> Stored records:
_____
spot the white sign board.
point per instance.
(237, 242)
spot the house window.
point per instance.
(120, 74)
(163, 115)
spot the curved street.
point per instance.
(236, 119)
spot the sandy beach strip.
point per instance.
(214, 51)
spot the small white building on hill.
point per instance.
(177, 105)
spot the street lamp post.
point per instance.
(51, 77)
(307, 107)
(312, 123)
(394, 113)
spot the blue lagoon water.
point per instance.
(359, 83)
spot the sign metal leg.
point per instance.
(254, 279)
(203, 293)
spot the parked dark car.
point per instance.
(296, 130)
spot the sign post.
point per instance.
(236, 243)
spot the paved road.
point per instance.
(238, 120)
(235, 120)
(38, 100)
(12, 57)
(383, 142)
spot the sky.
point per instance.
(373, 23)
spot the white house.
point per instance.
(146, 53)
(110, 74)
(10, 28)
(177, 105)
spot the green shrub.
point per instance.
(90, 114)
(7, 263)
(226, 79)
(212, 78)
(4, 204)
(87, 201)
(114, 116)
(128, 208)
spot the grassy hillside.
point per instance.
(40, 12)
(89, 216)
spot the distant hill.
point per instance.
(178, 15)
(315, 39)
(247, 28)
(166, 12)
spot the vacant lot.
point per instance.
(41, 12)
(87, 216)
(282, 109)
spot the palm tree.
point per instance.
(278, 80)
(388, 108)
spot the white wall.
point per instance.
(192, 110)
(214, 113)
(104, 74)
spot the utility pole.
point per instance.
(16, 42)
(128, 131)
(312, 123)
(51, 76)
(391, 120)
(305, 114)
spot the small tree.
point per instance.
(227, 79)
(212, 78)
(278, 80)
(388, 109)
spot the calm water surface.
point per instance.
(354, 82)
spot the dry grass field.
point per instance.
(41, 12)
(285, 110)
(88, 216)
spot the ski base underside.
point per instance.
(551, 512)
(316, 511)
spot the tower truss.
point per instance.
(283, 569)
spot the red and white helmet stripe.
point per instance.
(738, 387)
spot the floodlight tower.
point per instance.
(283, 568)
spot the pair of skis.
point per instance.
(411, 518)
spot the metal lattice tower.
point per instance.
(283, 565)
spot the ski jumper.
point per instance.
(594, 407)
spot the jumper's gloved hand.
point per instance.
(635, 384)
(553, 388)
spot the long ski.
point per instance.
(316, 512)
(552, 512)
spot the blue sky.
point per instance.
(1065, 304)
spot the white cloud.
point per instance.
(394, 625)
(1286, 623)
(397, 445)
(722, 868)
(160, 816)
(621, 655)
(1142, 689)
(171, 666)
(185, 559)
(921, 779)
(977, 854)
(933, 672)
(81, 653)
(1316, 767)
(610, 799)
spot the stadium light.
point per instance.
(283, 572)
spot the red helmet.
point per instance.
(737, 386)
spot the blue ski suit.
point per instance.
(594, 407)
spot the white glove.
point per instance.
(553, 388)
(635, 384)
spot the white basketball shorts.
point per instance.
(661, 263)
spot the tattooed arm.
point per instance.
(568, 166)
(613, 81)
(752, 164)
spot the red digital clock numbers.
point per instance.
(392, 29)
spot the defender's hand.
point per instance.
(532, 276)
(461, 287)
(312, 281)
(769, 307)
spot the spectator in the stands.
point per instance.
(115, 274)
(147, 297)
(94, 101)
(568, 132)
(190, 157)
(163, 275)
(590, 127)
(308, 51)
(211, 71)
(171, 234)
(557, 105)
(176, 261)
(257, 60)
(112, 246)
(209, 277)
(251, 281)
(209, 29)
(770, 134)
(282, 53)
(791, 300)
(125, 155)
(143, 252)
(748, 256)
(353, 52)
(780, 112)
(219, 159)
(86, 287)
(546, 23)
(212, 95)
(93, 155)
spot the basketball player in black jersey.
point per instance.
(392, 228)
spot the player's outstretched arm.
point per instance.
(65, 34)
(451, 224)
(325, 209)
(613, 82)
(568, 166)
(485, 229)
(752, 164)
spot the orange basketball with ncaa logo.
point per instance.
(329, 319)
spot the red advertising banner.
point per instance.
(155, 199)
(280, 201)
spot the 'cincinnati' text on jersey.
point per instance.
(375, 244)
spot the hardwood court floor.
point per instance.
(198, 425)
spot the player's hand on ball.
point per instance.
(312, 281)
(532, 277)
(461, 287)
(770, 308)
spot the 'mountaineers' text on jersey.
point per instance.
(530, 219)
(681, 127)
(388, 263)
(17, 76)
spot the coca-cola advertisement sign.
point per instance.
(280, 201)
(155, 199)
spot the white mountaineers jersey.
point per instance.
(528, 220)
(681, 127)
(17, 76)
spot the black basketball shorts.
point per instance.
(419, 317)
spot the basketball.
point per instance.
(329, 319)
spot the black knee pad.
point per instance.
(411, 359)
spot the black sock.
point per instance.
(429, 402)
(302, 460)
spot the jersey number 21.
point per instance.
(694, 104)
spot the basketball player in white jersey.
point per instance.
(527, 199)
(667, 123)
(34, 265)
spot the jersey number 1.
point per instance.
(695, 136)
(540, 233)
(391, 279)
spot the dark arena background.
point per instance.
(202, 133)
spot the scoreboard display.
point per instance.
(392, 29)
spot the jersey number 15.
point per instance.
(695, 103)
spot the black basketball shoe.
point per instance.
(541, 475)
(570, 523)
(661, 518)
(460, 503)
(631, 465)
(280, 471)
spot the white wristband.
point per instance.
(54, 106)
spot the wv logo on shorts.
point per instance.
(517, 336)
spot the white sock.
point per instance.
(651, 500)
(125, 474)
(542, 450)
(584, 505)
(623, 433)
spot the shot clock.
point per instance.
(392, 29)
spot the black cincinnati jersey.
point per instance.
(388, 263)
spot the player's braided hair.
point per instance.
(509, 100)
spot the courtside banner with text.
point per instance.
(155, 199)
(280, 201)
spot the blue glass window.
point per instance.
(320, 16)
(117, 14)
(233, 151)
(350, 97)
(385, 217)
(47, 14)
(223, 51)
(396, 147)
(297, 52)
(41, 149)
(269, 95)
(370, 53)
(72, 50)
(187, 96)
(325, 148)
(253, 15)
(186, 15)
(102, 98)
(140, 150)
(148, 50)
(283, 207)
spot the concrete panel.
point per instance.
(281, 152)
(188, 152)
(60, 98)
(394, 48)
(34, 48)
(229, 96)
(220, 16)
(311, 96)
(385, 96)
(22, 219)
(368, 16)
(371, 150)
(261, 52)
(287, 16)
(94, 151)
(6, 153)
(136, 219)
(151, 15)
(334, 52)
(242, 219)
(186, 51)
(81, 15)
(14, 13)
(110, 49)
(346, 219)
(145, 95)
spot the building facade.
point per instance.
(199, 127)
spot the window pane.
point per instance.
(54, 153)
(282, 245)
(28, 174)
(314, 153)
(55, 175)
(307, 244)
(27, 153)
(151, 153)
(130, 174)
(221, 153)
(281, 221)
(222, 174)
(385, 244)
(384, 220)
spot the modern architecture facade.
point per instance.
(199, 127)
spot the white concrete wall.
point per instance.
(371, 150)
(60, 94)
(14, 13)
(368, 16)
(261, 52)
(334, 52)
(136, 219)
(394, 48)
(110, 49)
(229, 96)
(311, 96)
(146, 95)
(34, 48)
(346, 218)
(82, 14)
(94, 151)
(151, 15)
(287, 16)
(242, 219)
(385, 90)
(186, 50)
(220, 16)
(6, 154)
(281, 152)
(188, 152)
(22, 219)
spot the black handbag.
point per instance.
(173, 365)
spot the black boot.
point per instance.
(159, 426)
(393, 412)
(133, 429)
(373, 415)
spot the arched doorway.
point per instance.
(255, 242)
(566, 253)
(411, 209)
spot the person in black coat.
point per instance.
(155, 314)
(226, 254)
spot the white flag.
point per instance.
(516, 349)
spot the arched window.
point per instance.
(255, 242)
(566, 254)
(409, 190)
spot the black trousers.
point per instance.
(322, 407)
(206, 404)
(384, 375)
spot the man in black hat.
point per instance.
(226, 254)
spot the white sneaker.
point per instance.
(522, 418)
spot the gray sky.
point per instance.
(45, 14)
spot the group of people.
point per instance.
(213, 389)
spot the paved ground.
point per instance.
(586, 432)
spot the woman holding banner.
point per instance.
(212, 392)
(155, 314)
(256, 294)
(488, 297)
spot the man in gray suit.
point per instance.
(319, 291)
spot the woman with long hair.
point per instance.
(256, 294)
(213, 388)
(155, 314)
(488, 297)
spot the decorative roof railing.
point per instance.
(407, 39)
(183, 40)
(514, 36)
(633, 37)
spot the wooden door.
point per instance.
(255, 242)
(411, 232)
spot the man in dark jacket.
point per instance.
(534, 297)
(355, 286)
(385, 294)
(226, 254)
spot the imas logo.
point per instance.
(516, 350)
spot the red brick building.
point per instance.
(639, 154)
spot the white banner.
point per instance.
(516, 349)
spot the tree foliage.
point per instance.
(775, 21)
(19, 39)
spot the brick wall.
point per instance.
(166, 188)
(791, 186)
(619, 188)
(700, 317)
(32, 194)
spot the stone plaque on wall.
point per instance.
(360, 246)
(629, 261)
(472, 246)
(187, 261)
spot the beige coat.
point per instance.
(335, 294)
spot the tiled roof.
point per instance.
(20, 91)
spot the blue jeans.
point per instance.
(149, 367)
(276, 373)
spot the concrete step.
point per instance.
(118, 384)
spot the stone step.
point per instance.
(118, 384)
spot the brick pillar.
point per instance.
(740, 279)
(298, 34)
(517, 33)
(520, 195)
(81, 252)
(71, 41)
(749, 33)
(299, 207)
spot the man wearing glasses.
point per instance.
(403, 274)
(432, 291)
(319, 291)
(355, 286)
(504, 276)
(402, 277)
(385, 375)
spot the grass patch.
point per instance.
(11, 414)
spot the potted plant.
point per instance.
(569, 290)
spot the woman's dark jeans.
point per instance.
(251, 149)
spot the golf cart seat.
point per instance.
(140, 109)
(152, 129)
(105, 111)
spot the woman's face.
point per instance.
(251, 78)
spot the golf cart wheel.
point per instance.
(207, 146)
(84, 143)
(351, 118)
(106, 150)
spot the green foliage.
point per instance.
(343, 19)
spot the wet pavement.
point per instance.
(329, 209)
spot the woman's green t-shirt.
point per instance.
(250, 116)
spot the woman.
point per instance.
_____
Your answer should consist only of the lines from the one with "spot the grass patch." through the end of the data above, reproduced exactly.

spot the grass patch.
point per instance.
(11, 414)
spot the potted plant.
point per instance.
(569, 290)
spot the woman's dark jeans.
point per instance.
(251, 149)
spot the golf cart seat.
point per instance.
(140, 109)
(152, 129)
(105, 111)
spot the woman's face.
point per instance.
(251, 78)
spot the golf cart wheel.
point per instance.
(207, 146)
(84, 143)
(351, 118)
(106, 150)
spot the green foliage.
point per instance.
(343, 19)
spot the wet pavement.
point per instance.
(329, 209)
spot the woman's green t-shirt.
point per instance.
(250, 116)
spot the woman.
point per instance.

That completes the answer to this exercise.